§ Ce qui est demandé:
1: Recopiez le texte source en commençant par « Une simple mèche allumée, mise » et en poursuivant jusqu'à « que comme 109. ». Modifiez-le en mettant « cuivre » à la place de « fer ».
2: Répondez brièvement à ces questions d'après le texte source :
(a) Quel instrument permet d'observer le degré d'expansion du métal ?
(b) Quelle est la longueur de la lame de fer ?
(c) Que font les deux flammes voisines au lieu de se réunir ?

§ Texte source:
<<<<

Qu’on mette sous un métal quelconque une mèche allumée trempée d’esprit-de-vin, et qu’on observe, à l’aide de l’ingénieuse invention du pyromètre, le degré d’expansion, de raréfaction, que ce métal aura acquis dans un temps donné : si le feu augmentait son action par le choc mutuel de ses parties, deux mèches pareilles devraient raréfier ce métal beaucoup plus du double ; mais il est prouvé, par les expériences les plus exactes, que deux mèches pareilles ne font pas seulement un effet double de celui d’une simple mèche.

Une simple mèche allumée, mise sous le milieu d’une lame de fer longue de 5 pouces 8/10, et épaisse de 3/10 allonge cette lame comme 80 ; deux mèches mises au milieu, l’une auprès de l’autre, ne l’allongent que comme 117 ; et les deux mêmes flammes, mises à 2 pouces 1/2 l’une de l’autre, ne l’allongent que comme 109.

On ne prétend pas répéter ici le détail de toutes ces expériences vérifiées ; on essayera seulement d’en tirer quelques conclusions.

Si le feu agissait dans ce cas par la force d’une action mutuelle de ses parties les unes contre les autres, la flamme de ces deux mèches devrait se joindre pour produire ces effets réunis ; et ces deux flammes devraient échauffer, raréfier cette lame beaucoup au delà de 160 ; mais ces deux flammes voisines, au lieu de se réunir, s’écartent ; chacune se dissipe de côté et d’autre.

>>>>

§ Données fournies:
<<<<

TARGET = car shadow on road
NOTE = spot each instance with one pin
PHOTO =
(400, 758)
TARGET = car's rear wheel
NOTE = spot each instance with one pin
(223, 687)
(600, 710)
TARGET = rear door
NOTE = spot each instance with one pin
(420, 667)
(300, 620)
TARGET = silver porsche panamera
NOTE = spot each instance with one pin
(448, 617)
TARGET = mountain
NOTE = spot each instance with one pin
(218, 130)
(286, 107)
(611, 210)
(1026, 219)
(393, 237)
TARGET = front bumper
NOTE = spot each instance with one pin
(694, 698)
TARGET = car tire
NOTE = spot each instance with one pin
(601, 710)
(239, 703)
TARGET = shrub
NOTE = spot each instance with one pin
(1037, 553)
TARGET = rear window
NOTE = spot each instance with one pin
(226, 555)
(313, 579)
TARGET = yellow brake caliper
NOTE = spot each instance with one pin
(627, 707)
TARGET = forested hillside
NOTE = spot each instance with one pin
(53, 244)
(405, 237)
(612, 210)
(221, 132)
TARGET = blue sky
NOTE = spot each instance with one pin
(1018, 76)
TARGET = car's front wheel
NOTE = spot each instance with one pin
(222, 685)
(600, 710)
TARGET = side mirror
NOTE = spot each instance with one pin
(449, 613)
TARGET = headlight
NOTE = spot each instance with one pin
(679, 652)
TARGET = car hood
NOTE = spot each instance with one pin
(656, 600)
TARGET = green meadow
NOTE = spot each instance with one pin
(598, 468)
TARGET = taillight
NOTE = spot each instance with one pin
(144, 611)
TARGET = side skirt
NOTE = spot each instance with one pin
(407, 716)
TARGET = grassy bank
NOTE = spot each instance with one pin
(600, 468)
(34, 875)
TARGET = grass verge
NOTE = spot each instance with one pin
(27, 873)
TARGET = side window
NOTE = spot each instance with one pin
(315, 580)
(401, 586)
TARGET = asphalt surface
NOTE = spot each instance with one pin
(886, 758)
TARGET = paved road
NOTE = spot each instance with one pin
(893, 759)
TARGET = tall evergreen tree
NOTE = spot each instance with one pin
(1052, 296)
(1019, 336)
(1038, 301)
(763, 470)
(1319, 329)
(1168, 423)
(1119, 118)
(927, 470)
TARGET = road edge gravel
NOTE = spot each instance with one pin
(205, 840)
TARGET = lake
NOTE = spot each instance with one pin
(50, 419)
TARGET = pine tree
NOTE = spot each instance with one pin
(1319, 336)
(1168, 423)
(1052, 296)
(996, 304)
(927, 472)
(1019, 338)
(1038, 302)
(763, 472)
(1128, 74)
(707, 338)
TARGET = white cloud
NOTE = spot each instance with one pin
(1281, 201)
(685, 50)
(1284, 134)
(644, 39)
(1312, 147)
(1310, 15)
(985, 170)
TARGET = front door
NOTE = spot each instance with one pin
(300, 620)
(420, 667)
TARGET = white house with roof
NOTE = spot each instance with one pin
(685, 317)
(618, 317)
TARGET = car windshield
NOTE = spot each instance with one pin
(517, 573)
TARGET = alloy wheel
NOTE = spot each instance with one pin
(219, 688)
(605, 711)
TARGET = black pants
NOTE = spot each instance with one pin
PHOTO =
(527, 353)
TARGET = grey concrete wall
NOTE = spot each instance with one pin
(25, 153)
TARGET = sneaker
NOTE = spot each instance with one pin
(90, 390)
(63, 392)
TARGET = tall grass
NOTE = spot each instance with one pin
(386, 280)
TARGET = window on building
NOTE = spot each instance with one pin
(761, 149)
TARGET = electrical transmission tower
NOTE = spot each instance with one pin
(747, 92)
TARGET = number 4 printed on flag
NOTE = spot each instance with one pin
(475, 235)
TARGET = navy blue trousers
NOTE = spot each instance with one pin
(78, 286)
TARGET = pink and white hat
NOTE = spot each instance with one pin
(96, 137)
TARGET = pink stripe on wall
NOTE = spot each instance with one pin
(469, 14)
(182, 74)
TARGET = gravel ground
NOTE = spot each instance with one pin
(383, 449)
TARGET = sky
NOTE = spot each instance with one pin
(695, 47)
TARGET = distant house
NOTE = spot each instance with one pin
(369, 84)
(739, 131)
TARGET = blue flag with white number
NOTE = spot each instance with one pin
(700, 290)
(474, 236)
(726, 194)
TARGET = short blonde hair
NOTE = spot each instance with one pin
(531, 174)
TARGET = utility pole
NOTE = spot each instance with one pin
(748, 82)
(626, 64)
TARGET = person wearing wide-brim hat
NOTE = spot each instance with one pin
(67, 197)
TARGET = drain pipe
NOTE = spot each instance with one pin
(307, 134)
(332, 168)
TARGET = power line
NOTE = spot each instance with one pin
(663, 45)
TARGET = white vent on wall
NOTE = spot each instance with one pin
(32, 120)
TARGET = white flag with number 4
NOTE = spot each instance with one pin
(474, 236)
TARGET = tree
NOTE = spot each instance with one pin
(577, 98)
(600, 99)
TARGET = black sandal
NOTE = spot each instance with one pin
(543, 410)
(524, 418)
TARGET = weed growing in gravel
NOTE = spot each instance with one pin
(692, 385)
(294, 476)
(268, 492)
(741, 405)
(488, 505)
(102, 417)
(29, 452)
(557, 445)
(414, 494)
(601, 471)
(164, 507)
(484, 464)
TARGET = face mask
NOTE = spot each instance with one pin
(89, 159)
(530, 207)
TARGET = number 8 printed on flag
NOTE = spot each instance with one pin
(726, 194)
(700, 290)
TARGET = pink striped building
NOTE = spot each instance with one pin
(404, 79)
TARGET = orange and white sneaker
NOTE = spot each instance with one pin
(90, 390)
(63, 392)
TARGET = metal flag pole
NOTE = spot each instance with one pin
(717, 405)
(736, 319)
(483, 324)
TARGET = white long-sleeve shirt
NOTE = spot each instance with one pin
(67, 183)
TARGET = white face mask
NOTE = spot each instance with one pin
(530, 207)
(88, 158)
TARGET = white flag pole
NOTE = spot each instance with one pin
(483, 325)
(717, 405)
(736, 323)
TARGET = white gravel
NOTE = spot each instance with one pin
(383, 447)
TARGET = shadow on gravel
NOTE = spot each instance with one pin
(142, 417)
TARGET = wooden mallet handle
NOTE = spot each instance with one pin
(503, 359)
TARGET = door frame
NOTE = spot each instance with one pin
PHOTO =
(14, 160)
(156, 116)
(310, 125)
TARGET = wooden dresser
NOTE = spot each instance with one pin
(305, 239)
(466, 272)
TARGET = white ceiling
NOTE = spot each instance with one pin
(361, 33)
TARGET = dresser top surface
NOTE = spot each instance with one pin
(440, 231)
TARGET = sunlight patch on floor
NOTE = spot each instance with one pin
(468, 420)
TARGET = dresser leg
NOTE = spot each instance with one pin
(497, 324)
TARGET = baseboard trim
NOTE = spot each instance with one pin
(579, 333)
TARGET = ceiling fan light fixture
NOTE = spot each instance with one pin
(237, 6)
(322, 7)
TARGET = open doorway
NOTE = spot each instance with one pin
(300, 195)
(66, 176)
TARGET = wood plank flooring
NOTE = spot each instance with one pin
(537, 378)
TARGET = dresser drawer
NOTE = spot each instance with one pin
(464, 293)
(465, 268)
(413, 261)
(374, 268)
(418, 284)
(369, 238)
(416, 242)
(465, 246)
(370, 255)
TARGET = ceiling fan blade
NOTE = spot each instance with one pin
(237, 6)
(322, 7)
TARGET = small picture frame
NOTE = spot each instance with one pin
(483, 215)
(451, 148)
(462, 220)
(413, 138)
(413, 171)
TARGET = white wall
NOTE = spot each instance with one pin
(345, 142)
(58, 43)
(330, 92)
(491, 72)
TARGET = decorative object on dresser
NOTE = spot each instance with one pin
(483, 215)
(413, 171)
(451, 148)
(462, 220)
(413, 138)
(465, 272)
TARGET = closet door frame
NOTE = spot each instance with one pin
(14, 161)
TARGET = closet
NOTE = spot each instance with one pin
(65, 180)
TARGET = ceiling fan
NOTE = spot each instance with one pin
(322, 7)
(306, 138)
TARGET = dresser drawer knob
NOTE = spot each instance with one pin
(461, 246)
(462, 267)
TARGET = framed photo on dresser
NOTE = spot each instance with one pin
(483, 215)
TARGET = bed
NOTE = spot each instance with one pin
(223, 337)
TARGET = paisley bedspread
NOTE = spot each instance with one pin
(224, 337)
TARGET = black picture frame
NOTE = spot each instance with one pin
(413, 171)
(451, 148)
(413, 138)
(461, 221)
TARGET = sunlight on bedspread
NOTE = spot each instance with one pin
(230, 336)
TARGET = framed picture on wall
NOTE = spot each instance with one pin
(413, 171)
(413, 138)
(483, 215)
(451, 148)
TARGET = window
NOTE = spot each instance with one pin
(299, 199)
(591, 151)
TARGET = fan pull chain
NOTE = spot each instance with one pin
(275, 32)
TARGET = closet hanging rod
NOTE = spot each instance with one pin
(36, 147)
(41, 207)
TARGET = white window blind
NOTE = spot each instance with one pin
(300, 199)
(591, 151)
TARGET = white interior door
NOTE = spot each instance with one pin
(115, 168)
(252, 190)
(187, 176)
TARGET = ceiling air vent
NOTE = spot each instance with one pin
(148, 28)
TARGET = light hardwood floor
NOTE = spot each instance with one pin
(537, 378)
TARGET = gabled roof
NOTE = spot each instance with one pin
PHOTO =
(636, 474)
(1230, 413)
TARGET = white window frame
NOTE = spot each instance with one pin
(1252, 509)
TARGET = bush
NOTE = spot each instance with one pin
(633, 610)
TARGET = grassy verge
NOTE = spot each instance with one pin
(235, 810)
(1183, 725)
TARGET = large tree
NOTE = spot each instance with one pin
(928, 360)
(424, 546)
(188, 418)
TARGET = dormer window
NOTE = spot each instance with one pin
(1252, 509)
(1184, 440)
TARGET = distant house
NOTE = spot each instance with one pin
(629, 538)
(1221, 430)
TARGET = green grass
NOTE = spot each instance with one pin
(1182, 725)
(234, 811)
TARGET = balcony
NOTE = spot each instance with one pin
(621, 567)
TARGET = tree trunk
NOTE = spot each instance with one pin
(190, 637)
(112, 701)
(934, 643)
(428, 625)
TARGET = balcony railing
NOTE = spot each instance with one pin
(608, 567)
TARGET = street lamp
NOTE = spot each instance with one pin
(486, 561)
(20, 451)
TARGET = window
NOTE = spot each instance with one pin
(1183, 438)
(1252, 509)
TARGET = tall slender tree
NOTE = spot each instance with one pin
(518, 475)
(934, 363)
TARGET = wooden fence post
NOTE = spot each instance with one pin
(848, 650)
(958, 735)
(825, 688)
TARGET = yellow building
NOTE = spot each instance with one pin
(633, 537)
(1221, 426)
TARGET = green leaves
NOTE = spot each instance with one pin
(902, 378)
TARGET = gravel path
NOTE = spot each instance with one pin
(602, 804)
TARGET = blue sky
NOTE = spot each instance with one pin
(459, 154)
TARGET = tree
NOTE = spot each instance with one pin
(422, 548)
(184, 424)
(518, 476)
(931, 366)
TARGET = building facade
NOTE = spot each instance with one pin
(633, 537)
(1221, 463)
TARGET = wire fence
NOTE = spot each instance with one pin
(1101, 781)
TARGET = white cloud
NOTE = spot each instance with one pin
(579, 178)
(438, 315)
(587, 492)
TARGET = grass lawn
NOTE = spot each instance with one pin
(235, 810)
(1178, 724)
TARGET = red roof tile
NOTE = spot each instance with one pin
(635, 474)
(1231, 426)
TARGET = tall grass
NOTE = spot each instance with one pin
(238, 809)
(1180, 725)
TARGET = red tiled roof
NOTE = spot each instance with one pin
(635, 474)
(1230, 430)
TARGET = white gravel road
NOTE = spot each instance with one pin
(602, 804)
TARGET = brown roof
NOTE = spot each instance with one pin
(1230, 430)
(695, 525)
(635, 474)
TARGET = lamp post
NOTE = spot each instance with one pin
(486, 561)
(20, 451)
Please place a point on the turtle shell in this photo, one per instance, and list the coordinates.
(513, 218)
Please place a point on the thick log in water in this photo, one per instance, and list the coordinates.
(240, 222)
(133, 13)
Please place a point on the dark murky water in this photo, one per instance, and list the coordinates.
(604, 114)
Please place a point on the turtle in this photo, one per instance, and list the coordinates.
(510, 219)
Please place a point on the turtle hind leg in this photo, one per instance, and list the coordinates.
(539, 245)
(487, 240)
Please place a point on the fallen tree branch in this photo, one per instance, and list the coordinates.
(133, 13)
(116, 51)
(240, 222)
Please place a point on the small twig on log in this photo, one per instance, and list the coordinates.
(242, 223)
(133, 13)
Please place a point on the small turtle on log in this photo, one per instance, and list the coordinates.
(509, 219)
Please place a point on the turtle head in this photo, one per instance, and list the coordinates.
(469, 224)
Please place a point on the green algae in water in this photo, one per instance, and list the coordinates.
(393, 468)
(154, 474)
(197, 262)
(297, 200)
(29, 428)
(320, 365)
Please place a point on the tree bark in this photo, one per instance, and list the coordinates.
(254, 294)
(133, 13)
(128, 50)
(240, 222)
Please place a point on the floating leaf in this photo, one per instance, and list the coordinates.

>>>>

§ Réponses par consigne:
1:
Une simple mèche allumée, mise sous le milieu d’une lame de cuivre longue de 5 pouces 8/10, et épaisse de 3/10 allonge cette lame comme 80 ; deux mèches mises au milieu, l’une auprès de l’autre, ne l’allongent que comme 117 ; et les deux mêmes flammes, mises à 2 pouces 1/2 l’une de l’autre, ne l’allongent que comme 109.

2:
(a) L'ingénieuse invention du pyromètre.
(b) 5 pouces 8/10.
(c) Elles s'écartent, et chacune se dissipe de côté et d'autre.